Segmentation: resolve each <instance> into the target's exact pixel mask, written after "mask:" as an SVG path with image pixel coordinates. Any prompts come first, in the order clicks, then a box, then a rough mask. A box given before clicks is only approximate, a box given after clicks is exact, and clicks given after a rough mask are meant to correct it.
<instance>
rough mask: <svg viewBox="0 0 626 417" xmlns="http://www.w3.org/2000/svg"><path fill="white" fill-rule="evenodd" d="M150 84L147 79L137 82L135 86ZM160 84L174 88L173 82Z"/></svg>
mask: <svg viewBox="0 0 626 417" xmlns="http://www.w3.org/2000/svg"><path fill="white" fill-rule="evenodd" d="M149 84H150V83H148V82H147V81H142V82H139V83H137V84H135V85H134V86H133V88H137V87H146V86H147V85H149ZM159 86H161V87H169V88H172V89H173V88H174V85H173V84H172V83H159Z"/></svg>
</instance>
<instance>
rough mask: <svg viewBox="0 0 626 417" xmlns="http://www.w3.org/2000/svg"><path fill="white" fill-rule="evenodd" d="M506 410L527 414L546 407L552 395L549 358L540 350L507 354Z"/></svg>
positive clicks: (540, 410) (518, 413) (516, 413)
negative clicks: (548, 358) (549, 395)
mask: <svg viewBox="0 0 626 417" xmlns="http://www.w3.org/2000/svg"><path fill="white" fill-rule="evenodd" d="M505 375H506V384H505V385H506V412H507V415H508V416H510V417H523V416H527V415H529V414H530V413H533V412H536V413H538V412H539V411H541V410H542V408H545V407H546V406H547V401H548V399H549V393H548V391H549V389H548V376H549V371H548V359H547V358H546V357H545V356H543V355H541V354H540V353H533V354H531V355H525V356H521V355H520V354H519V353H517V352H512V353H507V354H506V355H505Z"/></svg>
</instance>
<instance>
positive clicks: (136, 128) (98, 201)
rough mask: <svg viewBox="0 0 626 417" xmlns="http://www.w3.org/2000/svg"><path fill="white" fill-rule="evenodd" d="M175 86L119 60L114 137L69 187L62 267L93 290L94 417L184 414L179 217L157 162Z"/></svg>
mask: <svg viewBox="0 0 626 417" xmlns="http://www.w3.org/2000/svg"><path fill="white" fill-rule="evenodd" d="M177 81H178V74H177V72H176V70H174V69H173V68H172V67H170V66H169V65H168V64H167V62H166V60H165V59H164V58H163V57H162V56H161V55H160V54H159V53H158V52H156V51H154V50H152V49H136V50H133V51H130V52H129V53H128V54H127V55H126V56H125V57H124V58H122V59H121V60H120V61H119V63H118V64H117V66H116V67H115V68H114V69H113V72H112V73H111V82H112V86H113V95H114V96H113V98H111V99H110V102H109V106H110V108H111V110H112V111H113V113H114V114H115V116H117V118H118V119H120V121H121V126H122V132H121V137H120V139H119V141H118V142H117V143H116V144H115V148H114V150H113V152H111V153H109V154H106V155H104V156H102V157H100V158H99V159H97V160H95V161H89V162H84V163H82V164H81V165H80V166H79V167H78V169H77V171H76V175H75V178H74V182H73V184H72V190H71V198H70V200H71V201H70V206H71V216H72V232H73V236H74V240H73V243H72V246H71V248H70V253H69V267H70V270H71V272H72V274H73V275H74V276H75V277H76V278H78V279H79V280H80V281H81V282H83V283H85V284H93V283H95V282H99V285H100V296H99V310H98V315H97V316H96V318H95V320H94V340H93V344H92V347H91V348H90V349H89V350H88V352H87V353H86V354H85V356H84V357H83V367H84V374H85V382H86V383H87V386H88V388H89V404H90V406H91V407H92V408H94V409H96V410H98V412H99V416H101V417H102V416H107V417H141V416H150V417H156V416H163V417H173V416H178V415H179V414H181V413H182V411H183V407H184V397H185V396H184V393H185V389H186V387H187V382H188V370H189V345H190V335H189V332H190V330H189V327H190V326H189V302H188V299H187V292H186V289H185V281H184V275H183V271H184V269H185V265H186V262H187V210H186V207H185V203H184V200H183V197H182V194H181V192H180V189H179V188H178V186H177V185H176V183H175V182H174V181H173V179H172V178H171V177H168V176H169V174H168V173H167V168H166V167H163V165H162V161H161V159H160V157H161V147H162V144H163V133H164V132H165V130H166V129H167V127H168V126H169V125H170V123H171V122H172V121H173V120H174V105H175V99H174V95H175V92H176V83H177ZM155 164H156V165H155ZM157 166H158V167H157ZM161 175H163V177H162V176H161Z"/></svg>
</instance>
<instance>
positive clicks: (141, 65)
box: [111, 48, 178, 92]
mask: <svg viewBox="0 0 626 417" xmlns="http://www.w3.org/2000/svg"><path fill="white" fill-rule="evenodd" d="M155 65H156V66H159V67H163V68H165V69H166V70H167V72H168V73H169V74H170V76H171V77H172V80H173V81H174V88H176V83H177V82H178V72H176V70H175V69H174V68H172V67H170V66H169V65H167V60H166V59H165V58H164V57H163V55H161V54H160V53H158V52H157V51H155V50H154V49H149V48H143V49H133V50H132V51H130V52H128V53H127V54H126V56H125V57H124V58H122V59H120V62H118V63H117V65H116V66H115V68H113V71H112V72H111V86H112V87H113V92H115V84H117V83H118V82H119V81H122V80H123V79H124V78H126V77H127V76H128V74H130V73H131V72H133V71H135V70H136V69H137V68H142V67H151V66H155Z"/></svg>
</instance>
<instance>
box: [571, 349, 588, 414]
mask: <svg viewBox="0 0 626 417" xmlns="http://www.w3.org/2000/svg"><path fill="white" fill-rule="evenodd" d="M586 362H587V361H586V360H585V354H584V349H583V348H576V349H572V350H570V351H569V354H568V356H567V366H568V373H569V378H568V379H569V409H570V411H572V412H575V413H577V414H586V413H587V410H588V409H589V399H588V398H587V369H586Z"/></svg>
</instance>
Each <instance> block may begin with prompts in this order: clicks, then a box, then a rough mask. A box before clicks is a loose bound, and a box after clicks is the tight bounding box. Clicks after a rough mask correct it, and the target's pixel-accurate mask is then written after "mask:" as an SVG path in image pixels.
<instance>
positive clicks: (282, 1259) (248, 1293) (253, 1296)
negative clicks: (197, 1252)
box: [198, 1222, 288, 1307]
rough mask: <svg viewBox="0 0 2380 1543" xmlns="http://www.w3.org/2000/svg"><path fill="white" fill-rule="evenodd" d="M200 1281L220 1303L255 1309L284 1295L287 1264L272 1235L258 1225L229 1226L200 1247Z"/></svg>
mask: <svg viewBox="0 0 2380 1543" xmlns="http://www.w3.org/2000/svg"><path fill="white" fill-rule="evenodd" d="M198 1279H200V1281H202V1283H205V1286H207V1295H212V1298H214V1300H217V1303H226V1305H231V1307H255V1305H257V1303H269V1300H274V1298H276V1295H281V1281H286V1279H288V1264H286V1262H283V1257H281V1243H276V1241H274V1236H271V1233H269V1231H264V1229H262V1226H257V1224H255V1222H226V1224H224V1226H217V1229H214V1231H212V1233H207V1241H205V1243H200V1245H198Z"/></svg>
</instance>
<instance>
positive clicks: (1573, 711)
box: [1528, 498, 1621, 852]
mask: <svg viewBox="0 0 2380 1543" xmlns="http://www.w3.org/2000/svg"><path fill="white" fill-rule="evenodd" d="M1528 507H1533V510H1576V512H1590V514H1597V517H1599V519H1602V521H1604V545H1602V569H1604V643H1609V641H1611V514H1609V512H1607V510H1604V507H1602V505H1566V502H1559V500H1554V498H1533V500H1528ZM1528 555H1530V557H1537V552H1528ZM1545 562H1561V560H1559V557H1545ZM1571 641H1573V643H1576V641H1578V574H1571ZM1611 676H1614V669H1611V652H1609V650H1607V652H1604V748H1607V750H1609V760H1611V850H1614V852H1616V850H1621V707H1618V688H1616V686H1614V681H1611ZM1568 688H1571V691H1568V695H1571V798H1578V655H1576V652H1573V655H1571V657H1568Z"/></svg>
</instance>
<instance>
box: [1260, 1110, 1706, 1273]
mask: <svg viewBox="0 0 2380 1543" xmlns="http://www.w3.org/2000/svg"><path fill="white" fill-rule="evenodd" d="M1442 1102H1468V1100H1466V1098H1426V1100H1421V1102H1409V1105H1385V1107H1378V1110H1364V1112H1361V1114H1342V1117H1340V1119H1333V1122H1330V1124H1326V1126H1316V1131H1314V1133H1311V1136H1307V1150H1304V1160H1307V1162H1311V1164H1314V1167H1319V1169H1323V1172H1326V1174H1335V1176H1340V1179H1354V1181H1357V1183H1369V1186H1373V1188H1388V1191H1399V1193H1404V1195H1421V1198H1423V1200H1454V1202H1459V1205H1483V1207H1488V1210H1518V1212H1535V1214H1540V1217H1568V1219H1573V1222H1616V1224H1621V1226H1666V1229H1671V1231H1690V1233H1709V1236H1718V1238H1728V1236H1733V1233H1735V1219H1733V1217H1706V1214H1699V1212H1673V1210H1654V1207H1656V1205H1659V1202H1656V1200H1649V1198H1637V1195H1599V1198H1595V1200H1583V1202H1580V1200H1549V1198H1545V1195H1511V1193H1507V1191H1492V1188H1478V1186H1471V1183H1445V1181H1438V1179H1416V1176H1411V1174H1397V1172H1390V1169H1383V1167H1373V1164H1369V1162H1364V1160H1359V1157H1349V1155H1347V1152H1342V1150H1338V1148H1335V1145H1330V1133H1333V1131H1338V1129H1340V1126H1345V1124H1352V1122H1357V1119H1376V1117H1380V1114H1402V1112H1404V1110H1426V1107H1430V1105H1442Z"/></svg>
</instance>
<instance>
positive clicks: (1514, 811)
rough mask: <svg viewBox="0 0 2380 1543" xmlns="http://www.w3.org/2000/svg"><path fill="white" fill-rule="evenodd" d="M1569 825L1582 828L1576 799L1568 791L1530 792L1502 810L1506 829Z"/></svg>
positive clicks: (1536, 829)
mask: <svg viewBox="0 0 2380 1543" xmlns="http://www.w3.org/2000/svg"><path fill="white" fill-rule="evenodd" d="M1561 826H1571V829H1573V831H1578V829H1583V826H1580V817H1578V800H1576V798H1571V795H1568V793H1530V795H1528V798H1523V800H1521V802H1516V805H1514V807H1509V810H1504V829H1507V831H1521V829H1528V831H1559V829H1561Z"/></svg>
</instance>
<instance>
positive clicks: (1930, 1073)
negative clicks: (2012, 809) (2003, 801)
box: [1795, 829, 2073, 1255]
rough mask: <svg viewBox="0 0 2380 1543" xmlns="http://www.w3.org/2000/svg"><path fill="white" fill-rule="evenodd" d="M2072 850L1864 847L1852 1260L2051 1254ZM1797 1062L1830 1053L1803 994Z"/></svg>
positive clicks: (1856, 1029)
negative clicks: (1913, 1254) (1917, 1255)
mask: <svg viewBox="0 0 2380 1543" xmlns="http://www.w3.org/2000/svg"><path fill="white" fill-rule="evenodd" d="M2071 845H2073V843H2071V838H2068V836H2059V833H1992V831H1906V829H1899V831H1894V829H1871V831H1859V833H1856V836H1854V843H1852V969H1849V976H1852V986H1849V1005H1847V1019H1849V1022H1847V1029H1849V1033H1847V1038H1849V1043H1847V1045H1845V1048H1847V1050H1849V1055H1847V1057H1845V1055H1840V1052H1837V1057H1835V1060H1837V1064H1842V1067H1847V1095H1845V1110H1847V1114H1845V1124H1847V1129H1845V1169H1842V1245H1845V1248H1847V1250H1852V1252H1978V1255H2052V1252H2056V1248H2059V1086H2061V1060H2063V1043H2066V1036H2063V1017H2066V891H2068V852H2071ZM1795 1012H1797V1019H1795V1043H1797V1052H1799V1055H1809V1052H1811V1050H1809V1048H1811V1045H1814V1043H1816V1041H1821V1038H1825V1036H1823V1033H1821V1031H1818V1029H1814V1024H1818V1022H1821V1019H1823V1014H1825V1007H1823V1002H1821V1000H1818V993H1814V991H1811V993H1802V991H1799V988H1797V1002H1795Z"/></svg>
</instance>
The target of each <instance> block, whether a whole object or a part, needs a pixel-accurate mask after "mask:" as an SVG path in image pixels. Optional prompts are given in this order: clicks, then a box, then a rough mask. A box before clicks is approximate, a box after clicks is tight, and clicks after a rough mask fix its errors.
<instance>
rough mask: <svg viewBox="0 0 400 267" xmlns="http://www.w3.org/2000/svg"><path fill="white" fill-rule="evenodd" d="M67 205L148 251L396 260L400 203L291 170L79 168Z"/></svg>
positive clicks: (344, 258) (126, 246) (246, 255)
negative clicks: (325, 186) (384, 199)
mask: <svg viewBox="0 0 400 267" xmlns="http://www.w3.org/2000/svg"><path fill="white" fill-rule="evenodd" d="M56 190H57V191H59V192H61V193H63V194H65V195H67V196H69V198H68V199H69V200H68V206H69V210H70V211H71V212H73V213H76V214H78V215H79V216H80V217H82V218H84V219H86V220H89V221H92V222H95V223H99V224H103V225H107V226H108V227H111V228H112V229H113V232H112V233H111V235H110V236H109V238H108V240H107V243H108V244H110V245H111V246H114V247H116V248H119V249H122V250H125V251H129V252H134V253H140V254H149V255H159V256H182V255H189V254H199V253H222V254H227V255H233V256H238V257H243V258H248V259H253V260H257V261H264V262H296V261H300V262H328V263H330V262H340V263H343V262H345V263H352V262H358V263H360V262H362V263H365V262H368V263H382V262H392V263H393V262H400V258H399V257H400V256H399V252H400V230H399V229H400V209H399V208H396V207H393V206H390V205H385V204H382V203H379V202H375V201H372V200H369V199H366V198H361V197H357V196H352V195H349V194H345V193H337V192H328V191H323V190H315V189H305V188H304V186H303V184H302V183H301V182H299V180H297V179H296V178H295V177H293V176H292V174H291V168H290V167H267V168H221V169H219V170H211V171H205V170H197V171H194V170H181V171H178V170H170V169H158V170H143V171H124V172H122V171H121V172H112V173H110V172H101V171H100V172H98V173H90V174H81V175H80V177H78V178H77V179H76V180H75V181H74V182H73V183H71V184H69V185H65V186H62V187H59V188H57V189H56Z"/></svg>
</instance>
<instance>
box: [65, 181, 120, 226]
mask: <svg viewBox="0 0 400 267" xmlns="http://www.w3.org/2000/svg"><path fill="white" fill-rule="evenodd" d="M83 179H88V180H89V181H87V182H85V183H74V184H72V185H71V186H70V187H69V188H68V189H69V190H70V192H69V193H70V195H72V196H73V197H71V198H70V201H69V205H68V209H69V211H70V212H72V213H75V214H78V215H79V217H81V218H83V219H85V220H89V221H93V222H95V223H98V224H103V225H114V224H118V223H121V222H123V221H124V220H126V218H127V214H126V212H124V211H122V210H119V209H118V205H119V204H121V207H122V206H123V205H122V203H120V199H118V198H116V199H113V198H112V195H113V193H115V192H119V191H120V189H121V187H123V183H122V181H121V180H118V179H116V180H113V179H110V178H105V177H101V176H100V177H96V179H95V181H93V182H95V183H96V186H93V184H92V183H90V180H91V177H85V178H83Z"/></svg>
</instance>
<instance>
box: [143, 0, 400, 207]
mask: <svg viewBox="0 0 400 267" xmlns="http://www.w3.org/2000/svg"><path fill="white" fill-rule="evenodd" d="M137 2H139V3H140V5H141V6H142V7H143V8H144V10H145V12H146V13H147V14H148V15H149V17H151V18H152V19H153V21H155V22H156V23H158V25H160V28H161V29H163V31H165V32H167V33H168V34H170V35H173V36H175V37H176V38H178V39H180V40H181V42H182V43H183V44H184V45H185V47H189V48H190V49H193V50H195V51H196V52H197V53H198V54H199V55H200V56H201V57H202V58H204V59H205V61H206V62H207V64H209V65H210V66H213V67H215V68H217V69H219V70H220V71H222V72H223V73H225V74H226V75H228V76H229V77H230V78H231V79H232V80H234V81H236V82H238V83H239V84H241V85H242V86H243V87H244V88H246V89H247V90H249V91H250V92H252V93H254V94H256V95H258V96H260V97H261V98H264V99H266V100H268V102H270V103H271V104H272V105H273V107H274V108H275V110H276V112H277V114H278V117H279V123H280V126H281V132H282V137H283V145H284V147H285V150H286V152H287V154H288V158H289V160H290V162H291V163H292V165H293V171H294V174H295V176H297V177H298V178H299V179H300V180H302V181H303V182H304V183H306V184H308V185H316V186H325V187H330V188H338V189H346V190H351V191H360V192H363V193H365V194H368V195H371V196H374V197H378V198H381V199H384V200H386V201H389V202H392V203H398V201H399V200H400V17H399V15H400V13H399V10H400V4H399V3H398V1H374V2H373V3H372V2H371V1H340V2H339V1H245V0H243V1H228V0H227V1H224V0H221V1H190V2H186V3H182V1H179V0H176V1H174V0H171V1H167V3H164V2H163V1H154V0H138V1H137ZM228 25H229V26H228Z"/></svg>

-----

# What the task asks:
Reproduce the records verbatim, starting at the beginning of the records and ending with the line that contains "84L147 79L137 82L135", including both ends.

# Response area:
Segmentation: resolve each <instance> into the target's exact pixel mask, written after "mask:" as an SVG path with image pixel coordinates. Any prompts come first, in the order clicks, then a box, then a rough mask. A box given before clicks is only approximate, a box given after clicks is exact, and clicks given after a rough mask are meant to correct it.
<instance>
rough mask: <svg viewBox="0 0 626 417" xmlns="http://www.w3.org/2000/svg"><path fill="white" fill-rule="evenodd" d="M150 84L147 79L137 82L135 86ZM160 84L174 88L173 82Z"/></svg>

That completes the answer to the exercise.